Your objective: Switch every "drop" in the data below to "place" and give the full data again with nothing else changed. Leave the pictures out.

(begin)

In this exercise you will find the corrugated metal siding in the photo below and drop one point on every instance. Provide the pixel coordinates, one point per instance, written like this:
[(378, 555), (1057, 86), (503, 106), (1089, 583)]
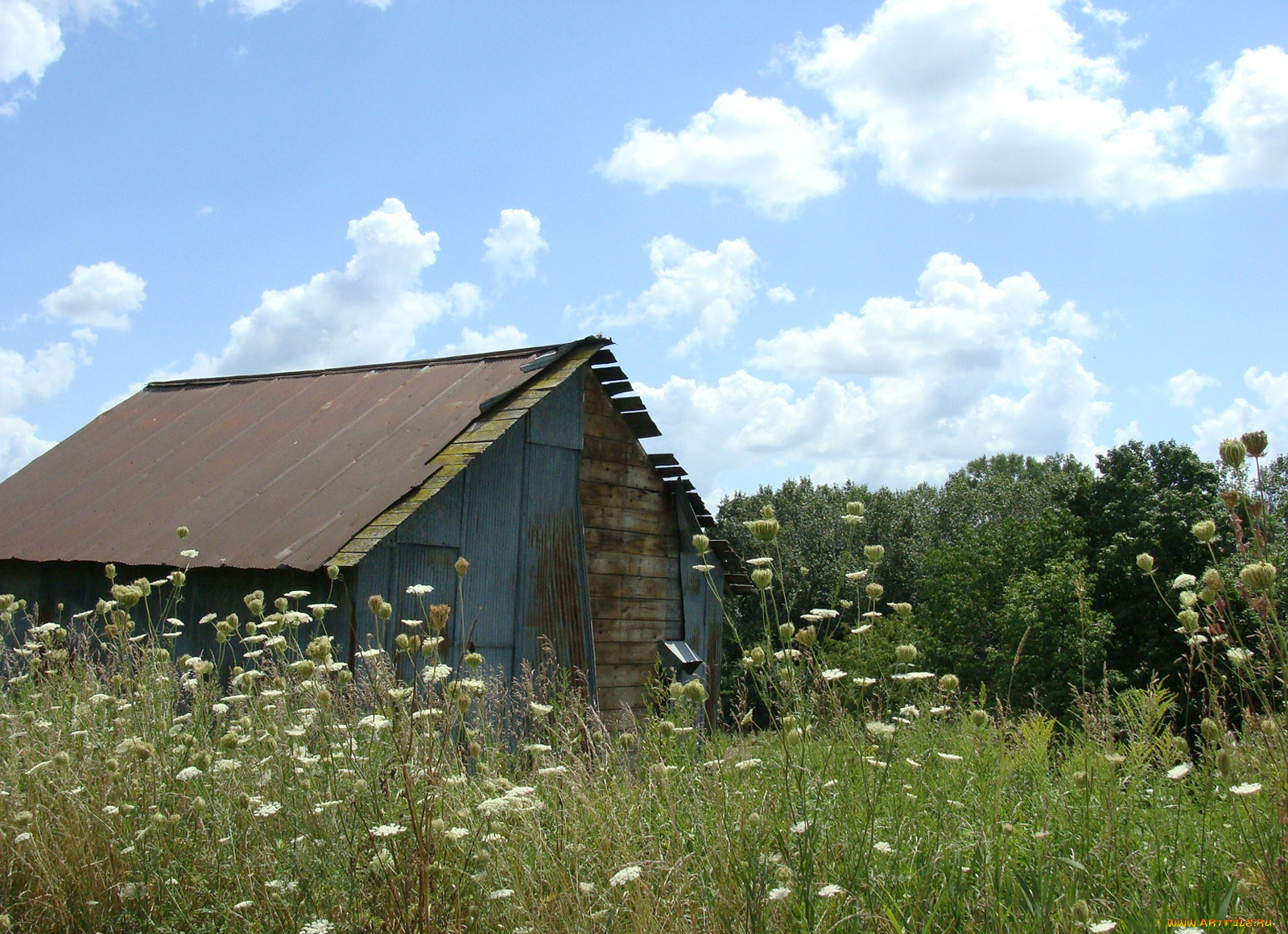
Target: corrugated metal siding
[(268, 470), (491, 536)]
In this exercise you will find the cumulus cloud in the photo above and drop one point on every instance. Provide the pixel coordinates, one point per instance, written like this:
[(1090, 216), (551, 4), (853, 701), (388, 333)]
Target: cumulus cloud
[(31, 39), (26, 383), (514, 244), (1183, 388), (369, 312), (963, 100), (770, 151), (705, 290), (100, 295), (502, 338), (1266, 409), (903, 391)]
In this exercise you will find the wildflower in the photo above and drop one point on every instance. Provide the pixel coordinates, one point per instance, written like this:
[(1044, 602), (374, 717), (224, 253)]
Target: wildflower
[(1240, 656), (1259, 577), (626, 875), (1233, 453)]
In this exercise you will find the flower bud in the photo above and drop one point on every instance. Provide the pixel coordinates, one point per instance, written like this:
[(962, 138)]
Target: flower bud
[(1204, 531), (696, 691), (1233, 453), (1255, 442), (1259, 577)]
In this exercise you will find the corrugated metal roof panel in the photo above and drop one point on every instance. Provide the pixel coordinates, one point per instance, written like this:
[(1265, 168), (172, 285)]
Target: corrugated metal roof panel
[(280, 469)]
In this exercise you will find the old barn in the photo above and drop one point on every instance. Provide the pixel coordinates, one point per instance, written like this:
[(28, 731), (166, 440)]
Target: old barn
[(527, 463)]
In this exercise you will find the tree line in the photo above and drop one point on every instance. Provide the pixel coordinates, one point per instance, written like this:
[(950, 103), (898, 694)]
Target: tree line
[(1022, 572)]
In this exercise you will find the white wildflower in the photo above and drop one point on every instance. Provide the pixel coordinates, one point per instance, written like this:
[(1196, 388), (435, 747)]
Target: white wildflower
[(626, 875)]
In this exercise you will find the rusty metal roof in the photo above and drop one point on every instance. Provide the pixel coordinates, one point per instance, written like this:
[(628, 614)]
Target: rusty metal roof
[(279, 469)]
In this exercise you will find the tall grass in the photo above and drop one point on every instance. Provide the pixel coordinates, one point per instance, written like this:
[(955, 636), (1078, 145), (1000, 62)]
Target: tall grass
[(141, 792)]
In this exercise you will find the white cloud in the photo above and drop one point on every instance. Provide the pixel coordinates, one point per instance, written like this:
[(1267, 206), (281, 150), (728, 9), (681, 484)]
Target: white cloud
[(370, 312), (1249, 111), (31, 39), (100, 295), (1266, 410), (906, 390), (502, 338), (974, 100), (697, 287), (514, 244), (776, 155), (1183, 388), (26, 383)]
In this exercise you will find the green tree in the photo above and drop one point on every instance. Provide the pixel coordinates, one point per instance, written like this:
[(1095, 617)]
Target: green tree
[(1144, 499)]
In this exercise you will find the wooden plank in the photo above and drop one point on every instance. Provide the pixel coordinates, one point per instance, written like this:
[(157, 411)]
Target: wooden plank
[(634, 655), (647, 631), (630, 564), (621, 474), (635, 610), (622, 676), (628, 519), (631, 543), (648, 588), (618, 450), (599, 494)]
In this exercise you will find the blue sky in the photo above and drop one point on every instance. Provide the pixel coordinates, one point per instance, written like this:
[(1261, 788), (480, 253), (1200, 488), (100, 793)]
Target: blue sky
[(844, 240)]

(end)

Completed exercise:
In this exercise you will find the corrugated metal siding in the photo below and place one point on every instance. Provide the pixel coordinates, one point per instance, written like this:
[(378, 555), (1057, 86), (503, 106), (1089, 583)]
Target: corrugated metal siding
[(268, 470), (491, 536)]
In this exercise you will find the cumulus cloud in the photo above and place one point on every instance. Provide the pixel coordinates, one point per instance, written like this:
[(1090, 216), (551, 4), (853, 701), (388, 333)]
Target: cumulus cloud
[(31, 39), (26, 383), (514, 244), (1183, 388), (369, 312), (963, 100), (770, 151), (705, 290), (100, 295), (502, 338), (1266, 409), (903, 391)]
In this exercise you will find the wildflower in the photo above and place one point on every instance. Provide the pixel coordinates, one point per instance, written like this:
[(1044, 602), (374, 717), (224, 253)]
Target: wildflower
[(1240, 656), (1259, 577), (626, 875), (1233, 453)]
In this exercise you will find the flower bud in the photo above and place one point on every instance. Provide the pixel coordinates, one point per instance, written like this:
[(962, 138)]
Target: flower bud
[(1204, 531), (696, 691), (1233, 453), (1255, 442), (1259, 577)]
In this exercise you will find the corrugated metal roof panel in the photo above and place one point on every instance. Provide the pixel coordinates, one point per instance, written like this:
[(1265, 168), (172, 285)]
Target: corrugated metal roof panel
[(280, 469)]
In this exercise you will find the old barn in the photo above and place one point on every instance. Provide the pixel coordinates, one point per instance, written like this:
[(28, 731), (166, 440)]
Target: old barn
[(527, 463)]
In this exercise you will find the tree line in the photo above and place one point on every instance. Provide the pixel coordinates, one point per instance, written like this:
[(950, 103), (898, 694)]
Target: tree line
[(1022, 572)]
In this exercise you will find the white wildflower in the photo above and place one point on every instance. Provide the pixel coordinates, one point per instance, written like this:
[(1196, 388), (435, 747)]
Target: white wildflower
[(626, 875)]
In this exercise you will find the rusty metal roof in the photo above and place one point on every instance. Provide the pixel coordinates, one point per instance, written like this:
[(628, 614)]
Target: rusty metal roof
[(279, 469)]
In this exercise you will find the tall grass in the photo above and place one point on every instance. Provide the pixel coordinates, one point per instance, written like this:
[(955, 636), (1078, 145), (1000, 62)]
Target: tall grass
[(141, 792)]
In this exercise you will find the white cloud in the photo above and place one point on every instance. Provide the pixel coordinates, one point per instance, written like this:
[(1267, 206), (281, 150), (728, 9), (681, 484)]
Target: white cloud
[(370, 312), (1249, 111), (31, 39), (100, 295), (1266, 410), (906, 390), (502, 338), (974, 100), (697, 287), (514, 244), (776, 155), (1183, 388), (26, 383)]
In this exercise you will find the green tree in the photo above and place one point on every instance. Provide the pixel coordinates, one point per instance, written like this:
[(1095, 617)]
Target: green tree
[(1144, 499)]
In this exercise you will find the wooden plank in the photo above and place one point on every instance. Provide the pixel coordinates, one point per instance, written like this:
[(157, 411)]
Target: wooden plank
[(634, 655), (647, 631), (630, 564), (621, 474), (635, 610), (622, 676), (628, 519), (631, 543), (648, 588), (618, 450), (599, 494)]
In this exercise you will find the blue sky in the photo above and place one point on every instance. Provide the pixel coordinates, one point per instance, written like this:
[(1261, 788), (480, 253), (1200, 488), (100, 793)]
Target: blue sky
[(844, 240)]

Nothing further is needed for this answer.